In a new reportThe Ties That Bind: Colombia and
Military-Paramilitary Links, Human Rights Watch accused specific
brigades and commanding officers in the Colombian military of
collaborating with paramilitaries who are committing atrocities
against civilians.
The Human Rights Watch report links three
prominent Army brigades based in Colombia's largest cities to
paramilitary activity and attacks on civilians. Together with
previous reports, Human Rights Watch has so far documented ties
between half of Colombia's eighteen Army brigades and
paramilitaries.
In a letter to Secretary of State Madeleine K. Albright, Human
Rights Watch urged the U.S. government to strengthen human rights
conditions on any security assistance to Colombia's military. The
letter expressed grave concern that a $1.3 billion aid package
proposed by the Clinton administration does not require clear,
measurable steps to break links between the military and
paramilitary groups.
"When an aid package of this size is debated in Washington,
it's crucial that the facts be clear," said José Miguel Vivanco,
executive director of the Americas Division. "And the facts we've
established about links between the Colombian military and
paramilitaries are truly alarming."

**Record extracts:**
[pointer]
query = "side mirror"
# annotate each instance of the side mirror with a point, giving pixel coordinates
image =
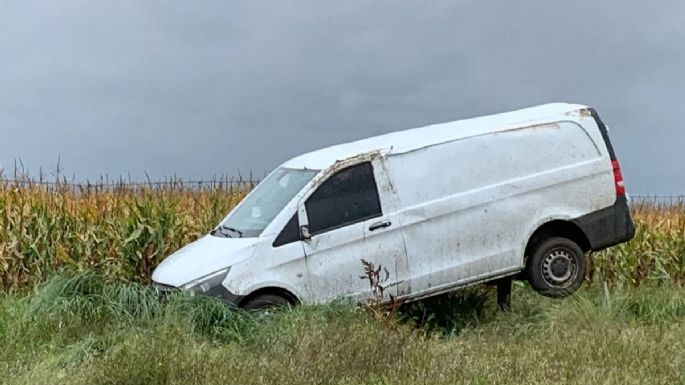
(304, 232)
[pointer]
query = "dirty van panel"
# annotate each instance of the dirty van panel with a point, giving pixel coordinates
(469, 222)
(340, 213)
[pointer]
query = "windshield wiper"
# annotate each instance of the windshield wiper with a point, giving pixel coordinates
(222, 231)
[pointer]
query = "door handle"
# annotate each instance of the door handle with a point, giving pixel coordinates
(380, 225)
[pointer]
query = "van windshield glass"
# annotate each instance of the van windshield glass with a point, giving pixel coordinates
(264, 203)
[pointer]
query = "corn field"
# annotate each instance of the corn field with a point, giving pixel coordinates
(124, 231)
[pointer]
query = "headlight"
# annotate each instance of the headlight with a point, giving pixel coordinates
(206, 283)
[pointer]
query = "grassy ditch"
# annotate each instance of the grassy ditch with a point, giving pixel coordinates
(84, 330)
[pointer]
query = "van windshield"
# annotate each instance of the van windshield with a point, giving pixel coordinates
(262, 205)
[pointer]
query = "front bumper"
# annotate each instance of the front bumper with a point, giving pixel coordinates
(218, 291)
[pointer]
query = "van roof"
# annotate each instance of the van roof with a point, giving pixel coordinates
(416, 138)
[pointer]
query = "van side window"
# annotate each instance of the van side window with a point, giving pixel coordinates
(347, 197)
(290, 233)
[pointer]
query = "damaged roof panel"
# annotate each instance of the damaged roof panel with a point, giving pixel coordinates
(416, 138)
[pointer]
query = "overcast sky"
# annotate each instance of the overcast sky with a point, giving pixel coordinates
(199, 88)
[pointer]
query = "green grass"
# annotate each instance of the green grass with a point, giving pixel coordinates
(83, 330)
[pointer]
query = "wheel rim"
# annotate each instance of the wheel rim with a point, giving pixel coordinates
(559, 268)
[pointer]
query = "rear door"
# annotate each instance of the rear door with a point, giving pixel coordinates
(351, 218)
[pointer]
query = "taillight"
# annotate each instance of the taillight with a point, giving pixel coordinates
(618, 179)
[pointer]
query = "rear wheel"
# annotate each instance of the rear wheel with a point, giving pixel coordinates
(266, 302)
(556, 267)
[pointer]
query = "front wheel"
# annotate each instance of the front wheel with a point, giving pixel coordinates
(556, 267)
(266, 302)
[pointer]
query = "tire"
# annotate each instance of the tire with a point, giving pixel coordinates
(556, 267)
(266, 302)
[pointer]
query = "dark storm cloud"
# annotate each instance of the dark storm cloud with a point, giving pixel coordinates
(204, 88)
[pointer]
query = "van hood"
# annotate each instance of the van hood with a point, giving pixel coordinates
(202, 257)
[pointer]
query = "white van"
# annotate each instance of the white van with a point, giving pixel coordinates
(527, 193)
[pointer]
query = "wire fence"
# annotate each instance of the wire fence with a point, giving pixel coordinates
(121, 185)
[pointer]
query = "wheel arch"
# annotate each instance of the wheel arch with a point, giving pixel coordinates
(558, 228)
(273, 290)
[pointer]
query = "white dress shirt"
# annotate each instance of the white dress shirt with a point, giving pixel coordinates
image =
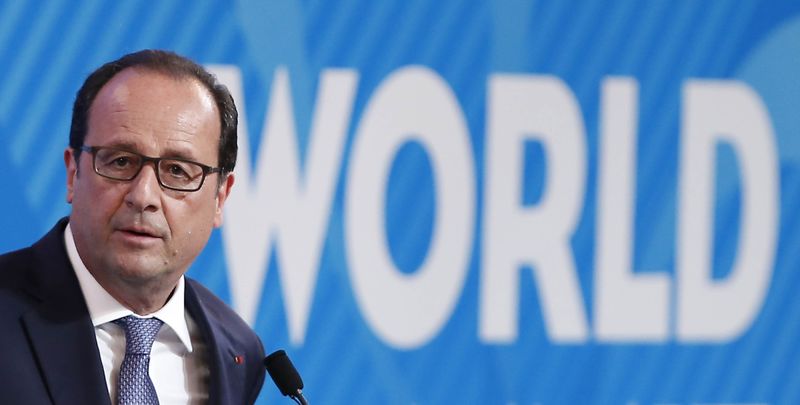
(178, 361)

...

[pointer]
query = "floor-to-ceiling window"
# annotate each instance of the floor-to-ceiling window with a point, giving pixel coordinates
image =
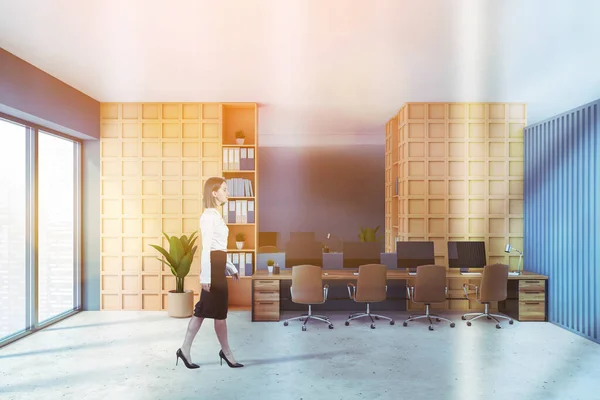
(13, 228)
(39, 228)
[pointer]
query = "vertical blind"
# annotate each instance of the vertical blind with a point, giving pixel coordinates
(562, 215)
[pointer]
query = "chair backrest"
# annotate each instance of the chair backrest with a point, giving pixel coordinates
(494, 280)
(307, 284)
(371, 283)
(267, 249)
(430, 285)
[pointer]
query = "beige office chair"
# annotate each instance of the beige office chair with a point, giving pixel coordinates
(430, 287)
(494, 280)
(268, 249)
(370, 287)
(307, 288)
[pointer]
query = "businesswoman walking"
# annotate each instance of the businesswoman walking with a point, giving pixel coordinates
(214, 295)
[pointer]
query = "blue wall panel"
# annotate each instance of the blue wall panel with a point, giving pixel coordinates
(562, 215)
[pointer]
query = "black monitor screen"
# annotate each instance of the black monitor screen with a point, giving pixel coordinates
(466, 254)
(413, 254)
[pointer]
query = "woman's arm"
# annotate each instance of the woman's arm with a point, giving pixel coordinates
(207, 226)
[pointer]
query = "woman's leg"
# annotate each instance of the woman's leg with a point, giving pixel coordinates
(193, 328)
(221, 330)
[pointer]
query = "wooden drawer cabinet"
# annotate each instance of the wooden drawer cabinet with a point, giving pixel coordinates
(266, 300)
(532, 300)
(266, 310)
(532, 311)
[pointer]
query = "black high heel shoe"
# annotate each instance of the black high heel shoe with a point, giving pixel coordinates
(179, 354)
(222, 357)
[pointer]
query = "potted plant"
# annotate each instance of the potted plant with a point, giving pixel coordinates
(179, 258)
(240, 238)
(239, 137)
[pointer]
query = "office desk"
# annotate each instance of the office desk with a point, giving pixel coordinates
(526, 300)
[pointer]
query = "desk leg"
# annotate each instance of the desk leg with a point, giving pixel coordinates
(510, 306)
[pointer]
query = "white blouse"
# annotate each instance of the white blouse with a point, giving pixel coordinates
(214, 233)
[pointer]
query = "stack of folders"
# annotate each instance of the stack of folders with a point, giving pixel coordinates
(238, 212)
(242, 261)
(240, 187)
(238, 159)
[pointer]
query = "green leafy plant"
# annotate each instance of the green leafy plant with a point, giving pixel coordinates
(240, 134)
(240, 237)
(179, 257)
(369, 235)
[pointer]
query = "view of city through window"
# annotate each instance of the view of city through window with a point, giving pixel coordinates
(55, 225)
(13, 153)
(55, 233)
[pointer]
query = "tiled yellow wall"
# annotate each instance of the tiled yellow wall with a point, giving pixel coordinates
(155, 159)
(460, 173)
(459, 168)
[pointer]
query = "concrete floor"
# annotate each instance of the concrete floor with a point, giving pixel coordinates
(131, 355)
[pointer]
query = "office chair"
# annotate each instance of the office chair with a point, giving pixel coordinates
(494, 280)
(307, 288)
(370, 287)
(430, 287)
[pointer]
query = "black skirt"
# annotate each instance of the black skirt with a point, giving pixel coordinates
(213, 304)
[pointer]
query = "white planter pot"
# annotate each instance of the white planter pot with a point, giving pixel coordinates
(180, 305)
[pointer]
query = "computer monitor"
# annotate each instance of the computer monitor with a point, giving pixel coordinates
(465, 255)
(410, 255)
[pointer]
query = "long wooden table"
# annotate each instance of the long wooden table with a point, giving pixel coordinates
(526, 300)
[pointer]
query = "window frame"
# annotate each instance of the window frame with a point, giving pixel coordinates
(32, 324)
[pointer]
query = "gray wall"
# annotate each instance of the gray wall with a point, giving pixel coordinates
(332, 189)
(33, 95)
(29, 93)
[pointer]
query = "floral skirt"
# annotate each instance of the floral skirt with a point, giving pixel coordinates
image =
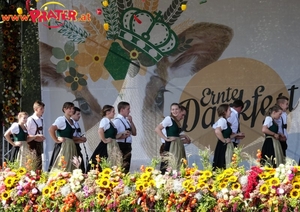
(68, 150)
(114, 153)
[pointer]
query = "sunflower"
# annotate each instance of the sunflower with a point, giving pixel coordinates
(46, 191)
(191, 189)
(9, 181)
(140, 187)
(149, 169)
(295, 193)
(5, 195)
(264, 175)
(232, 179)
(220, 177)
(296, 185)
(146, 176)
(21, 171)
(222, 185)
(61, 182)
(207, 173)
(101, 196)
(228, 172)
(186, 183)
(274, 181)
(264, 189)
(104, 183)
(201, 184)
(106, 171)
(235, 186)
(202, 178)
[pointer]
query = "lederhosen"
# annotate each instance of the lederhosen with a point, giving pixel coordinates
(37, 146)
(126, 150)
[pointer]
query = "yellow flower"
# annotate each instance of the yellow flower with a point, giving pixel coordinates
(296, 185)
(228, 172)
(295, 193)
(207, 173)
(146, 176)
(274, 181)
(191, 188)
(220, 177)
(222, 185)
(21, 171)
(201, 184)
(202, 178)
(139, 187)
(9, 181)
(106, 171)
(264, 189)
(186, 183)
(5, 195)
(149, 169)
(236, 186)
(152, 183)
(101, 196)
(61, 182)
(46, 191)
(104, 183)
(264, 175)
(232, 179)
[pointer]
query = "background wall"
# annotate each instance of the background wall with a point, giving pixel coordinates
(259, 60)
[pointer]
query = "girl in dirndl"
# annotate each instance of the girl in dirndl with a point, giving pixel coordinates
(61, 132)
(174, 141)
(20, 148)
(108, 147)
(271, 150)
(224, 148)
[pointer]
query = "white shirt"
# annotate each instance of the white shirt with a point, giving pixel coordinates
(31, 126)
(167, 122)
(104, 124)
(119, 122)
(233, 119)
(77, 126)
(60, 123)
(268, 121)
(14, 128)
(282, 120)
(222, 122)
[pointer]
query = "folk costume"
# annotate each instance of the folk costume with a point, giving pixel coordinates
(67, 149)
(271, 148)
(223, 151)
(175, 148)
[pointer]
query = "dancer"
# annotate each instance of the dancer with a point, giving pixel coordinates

**Task prompt:** Can you repeat the Human Rights Watch text from "In a new reportThe" to "paramilitaries.", swapping every "brigades" in that span for "battalions"?

**Answer to this task:**
In a new reportThe Ties That Bind: Colombia and
Military-Paramilitary Links, Human Rights Watch accused specific
battalions and commanding officers in the Colombian military of
collaborating with paramilitaries who are committing atrocities
against civilians.
The Human Rights Watch report links three
prominent Army battalions based in Colombia's largest cities to
paramilitary activity and attacks on civilians. Together with
previous reports, Human Rights Watch has so far documented ties
between half of Colombia's eighteen Army battalions and
paramilitaries.